Selected extract
☆ ☆ ☆ ☆ ☆

If the only time you talk to your IT provider is when the contract comes up for renewal, you're flying blind the other eleven months.
Technology isn't a set-it-and-forget-it purchase. It changes, and the threats around it change with it. A quarterly check-in is how you catch problems while they're still small. The catch is that most business owners don't know what to ask, so the meeting turns into a status update instead of a real conversation.
Here are seven questions your provider should be ready to answer every quarter. No jargon, no hand-waving, just clear answers you can act on.
1. Anything we need to fix right now?
This isn't a box-ticking exercise. Get specific:
- Is our antivirus current?
- Are any systems sitting unpatched?
- Have there been any close calls or warning signs lately?
Asking this doesn't make you paranoid. It makes you the kind of client who hears about a problem before it becomes an outage.
2. When did you last test a full restore from our backups?
A backup you've never restored from is a guess, not a safety net. Plenty of businesses think they're covered right up until the day they try to recover and find out they aren't. Ask:
- When was the last full restore actually tested?
- Are we using the right approach: off-site, cloud, or hybrid?
- Are we backing up the right data, and is it stored securely?
3. Is the whole team following security basics?
One bad click from one employee can open up the whole network. Ask:
- Any unusual logins or suspicious activity?
- Do we need another round of phishing awareness training?
- Is multifactor authentication turned on for everyone?
If your provider raises these before you do, that's a good sign. It means they're watching.
4. What's slowing us down?
Slow systems mean slow people. The time your team loses waiting on a sluggish machine adds up fast. Ask:
- Are the same performance problems coming back?
- Are we outgrowing our current hardware or software?
- Is there anything we can tune to pick up speed?
Small fixes here often pay for themselves in saved time.
5. Are we still compliant?

☆ ☆ ☆ ☆ ☆

Source information
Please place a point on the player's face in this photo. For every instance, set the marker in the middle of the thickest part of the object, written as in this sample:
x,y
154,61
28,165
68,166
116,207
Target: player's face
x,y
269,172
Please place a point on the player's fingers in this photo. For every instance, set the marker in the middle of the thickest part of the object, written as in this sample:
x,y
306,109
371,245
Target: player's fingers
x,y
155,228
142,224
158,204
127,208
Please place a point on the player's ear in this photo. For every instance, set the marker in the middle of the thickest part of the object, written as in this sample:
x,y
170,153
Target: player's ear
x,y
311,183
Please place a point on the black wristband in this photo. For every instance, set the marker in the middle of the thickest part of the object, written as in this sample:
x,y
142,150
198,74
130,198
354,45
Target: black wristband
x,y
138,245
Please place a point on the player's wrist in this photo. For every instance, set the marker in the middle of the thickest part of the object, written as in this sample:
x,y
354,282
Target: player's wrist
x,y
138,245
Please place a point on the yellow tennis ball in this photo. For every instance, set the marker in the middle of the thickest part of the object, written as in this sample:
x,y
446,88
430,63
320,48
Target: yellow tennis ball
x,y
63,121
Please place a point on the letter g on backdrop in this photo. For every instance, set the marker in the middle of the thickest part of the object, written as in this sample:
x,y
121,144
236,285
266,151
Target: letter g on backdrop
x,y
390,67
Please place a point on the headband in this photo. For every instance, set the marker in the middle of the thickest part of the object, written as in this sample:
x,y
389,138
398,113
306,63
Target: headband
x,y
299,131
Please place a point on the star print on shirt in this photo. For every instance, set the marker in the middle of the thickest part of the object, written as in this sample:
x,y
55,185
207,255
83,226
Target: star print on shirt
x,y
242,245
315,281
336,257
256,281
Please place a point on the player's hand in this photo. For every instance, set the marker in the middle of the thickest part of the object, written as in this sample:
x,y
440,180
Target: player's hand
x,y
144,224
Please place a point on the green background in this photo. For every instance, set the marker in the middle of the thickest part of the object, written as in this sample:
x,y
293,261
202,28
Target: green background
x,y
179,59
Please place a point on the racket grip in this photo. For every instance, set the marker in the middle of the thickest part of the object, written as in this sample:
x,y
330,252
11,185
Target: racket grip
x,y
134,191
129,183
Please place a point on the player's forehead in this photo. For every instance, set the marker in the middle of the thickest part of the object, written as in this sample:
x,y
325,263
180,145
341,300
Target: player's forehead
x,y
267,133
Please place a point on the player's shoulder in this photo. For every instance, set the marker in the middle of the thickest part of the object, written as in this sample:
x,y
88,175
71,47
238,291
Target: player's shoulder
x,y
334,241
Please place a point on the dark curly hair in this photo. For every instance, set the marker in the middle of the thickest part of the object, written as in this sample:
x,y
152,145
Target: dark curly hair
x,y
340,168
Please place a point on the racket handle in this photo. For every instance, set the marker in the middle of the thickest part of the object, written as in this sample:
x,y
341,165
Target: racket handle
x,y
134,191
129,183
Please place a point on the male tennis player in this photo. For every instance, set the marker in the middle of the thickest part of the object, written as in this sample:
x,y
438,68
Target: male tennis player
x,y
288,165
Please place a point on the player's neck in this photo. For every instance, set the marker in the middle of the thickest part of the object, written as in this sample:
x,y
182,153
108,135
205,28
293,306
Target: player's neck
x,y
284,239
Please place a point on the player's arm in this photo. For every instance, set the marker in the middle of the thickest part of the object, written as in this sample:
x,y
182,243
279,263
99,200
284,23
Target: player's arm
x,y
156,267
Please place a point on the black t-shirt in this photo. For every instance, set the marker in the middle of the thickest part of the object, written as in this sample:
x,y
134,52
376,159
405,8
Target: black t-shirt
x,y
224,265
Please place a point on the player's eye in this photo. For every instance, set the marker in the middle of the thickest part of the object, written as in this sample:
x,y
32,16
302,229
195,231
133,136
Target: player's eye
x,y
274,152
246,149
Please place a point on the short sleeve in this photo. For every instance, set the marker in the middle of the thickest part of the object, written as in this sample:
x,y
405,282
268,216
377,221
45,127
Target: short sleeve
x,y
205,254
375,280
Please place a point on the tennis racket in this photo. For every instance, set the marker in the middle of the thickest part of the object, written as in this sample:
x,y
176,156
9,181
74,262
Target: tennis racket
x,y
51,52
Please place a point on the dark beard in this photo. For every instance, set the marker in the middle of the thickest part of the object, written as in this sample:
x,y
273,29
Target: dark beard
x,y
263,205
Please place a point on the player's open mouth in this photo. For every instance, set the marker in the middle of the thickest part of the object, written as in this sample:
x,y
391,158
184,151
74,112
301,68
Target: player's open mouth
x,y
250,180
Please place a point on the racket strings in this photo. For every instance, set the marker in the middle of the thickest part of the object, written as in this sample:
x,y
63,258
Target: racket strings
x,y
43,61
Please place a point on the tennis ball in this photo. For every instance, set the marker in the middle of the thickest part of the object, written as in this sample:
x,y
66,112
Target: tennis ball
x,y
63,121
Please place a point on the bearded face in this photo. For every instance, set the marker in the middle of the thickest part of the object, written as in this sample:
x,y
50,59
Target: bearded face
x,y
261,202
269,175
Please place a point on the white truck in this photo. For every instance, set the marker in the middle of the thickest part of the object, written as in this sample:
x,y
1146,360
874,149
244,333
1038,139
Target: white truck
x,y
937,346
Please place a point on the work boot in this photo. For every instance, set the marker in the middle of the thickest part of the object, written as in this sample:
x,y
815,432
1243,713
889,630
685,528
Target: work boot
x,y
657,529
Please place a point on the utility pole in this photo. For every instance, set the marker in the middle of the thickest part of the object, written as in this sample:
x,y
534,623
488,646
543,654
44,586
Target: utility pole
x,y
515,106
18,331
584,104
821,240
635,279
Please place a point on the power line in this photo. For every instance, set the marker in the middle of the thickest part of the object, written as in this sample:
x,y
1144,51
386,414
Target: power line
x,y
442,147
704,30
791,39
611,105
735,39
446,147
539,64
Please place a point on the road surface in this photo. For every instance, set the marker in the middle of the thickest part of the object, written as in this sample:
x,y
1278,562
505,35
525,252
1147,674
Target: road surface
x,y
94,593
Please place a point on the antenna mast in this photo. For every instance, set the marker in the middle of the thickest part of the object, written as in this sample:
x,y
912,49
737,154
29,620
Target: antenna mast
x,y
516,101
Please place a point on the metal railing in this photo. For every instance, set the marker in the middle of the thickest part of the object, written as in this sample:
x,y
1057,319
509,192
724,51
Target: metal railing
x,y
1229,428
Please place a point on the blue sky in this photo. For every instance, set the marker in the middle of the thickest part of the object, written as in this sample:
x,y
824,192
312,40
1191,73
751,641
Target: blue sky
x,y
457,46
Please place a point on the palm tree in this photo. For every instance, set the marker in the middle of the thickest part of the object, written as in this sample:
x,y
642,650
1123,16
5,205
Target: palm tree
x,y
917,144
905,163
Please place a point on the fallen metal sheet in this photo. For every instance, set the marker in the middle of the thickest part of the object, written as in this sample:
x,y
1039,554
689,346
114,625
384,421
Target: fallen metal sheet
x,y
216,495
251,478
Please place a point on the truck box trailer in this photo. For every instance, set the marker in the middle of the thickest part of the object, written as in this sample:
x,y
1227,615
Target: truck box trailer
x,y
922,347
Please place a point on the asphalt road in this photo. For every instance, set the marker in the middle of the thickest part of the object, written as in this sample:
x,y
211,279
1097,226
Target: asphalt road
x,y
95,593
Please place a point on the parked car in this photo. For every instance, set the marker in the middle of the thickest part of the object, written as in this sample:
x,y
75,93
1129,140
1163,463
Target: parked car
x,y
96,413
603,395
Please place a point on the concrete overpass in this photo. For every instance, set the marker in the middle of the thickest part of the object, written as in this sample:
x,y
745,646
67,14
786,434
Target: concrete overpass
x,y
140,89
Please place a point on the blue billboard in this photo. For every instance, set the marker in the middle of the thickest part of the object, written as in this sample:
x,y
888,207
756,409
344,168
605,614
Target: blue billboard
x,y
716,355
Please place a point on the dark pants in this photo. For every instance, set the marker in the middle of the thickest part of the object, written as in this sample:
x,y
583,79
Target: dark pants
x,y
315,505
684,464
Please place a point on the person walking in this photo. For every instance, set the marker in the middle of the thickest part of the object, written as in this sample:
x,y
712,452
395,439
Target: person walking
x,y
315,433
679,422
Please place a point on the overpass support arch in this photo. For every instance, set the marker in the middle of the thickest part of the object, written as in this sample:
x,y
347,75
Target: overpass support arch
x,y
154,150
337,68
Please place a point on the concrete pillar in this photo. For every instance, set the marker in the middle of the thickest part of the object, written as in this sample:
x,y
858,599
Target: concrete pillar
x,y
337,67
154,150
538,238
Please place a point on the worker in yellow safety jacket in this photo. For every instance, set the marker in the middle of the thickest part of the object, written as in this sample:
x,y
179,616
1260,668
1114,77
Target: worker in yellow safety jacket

☆ ☆ ☆ ☆ ☆

Directions
**A.** Return the passage from the article on quarterly IT check-ins that begins at the words "- Is multifactor" and stops after "slowing us down?".
**B.** Pick up the article on quarterly IT check-ins from its final line and keep writing it.
The data are not needed for any of this.

Expected results
**A.**
- Is multifactor authentication turned on for everyone?
If your provider raises these before you do, that's a good sign. It means they're watching.
4. What's slowing us down?

**B.**
Rules shift, and the fines for falling out of step are expensive. Staying ahead is cheaper than catching up. Ask:
- Are we meeting the standards for our industry?
- Have any of our compliance requirements changed?
- Do we need to update policies, software, or training to keep up?
6. What should we budget for next quarter?
Good IT is planned, not reactive. A heads-up now beats a surprise invoice later. Ask:
- Are any software licenses about to expire?
- Is any equipment nearing the end of its useful life?
- Are there projects coming up we should start preparing for?
7. Where are we falling behind?
Tools and threats both move on. The question is whether you're keeping pace or quietly drifting backward. Ask:
- Are there new tools or practices we haven't picked up yet?
- Are our security or performance standards slipping behind the norm?
- What are businesses like ours doing that we aren't?
- Any emerging threats we should be watching?
Falling behind doesn't just slow you down. It leaves you exposed. A good IT partner keeps you ahead of that, not scrambling to catch up.
Not having these conversations? That's the red flag
If your provider can't answer these clearly, or never suggests a quarterly sit-down in the first place, you're probably not getting the support your business needs. Technology changes fast. Cyber threats change faster. You want someone who heads problems off, not someone who only shows up after something breaks.